#### To be done:
Output the material below word for word, omitting the pictures.

-- start of Supplied data --

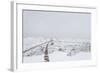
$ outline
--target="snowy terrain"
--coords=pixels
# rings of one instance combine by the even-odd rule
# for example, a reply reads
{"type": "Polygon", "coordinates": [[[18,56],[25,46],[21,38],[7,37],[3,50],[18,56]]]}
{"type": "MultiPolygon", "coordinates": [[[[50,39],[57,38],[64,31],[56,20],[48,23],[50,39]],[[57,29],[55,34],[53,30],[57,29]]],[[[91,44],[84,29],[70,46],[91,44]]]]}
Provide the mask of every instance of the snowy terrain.
{"type": "Polygon", "coordinates": [[[23,62],[44,62],[44,51],[47,43],[49,43],[48,56],[50,62],[91,59],[89,40],[28,37],[23,39],[23,62]]]}

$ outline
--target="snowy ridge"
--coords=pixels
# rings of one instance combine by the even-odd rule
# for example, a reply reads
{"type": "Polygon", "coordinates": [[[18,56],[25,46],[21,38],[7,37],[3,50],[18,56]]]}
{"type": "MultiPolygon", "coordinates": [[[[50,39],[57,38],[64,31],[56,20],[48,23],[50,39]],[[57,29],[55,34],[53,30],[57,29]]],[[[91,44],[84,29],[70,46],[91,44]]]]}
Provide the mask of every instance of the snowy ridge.
{"type": "MultiPolygon", "coordinates": [[[[90,52],[91,52],[90,41],[81,40],[81,41],[75,42],[75,41],[70,41],[70,40],[68,41],[68,40],[61,40],[61,39],[60,40],[57,40],[57,39],[45,39],[44,40],[44,39],[27,38],[27,39],[24,39],[24,42],[25,42],[23,45],[24,46],[24,50],[23,50],[24,59],[33,57],[33,59],[38,60],[38,58],[39,59],[42,58],[42,62],[43,62],[43,55],[44,55],[45,47],[48,42],[49,42],[49,47],[48,47],[49,56],[53,56],[53,55],[55,56],[55,53],[56,53],[58,55],[56,55],[55,57],[59,56],[59,58],[57,58],[57,60],[59,59],[59,61],[63,60],[61,56],[63,57],[75,56],[75,55],[77,56],[78,54],[82,55],[84,53],[89,58],[90,52]]],[[[87,57],[83,59],[87,59],[87,57]]],[[[51,59],[52,57],[50,57],[50,61],[53,60],[51,59]]],[[[35,60],[31,60],[31,61],[34,62],[35,60]]]]}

-- end of Supplied data --

#### The completed task:
$ outline
--target="snowy terrain"
--coords=pixels
# rings of one instance combine by the even-odd rule
# for example, a reply reads
{"type": "Polygon", "coordinates": [[[18,56],[25,46],[21,38],[7,37],[3,50],[18,56]]]}
{"type": "MultiPolygon", "coordinates": [[[[50,39],[57,38],[64,31],[56,20],[48,23],[50,39]],[[57,29],[55,34],[53,30],[57,29]]],[[[91,44],[84,29],[70,46],[91,44]]]]}
Provide the mask of every instance of the snowy terrain.
{"type": "Polygon", "coordinates": [[[23,62],[44,62],[44,51],[47,43],[49,43],[48,56],[50,62],[91,59],[89,40],[28,37],[23,39],[23,62]]]}

$ outline
--target="snowy ridge"
--coords=pixels
# rings of one instance combine by the even-odd rule
# for example, a reply reads
{"type": "Polygon", "coordinates": [[[18,56],[25,46],[21,38],[7,37],[3,50],[18,56]]]}
{"type": "MultiPolygon", "coordinates": [[[[50,39],[57,38],[64,31],[56,20],[48,23],[50,39]],[[57,29],[55,34],[53,30],[57,29]]],[[[91,44],[84,29],[70,46],[91,44]]]]}
Provide the mask of every instance of the snowy ridge.
{"type": "MultiPolygon", "coordinates": [[[[90,52],[91,52],[90,41],[81,40],[81,41],[75,42],[75,41],[70,41],[70,40],[68,41],[68,40],[61,40],[61,39],[60,40],[57,40],[57,39],[45,39],[44,40],[44,39],[27,38],[27,39],[24,39],[24,42],[25,42],[23,45],[24,46],[24,50],[23,50],[24,59],[33,57],[33,59],[38,60],[38,58],[39,59],[42,58],[42,62],[43,62],[43,55],[44,55],[45,47],[48,42],[49,42],[49,47],[48,47],[49,56],[53,56],[53,55],[55,56],[55,53],[56,53],[58,55],[56,55],[55,57],[59,56],[59,58],[57,58],[57,60],[59,59],[59,61],[63,60],[61,56],[63,57],[75,56],[75,55],[77,56],[78,54],[82,55],[84,53],[89,58],[90,52]]],[[[87,57],[83,59],[87,59],[87,57]]],[[[51,59],[52,57],[50,57],[50,61],[53,60],[51,59]]],[[[35,60],[31,60],[31,61],[34,62],[35,60]]]]}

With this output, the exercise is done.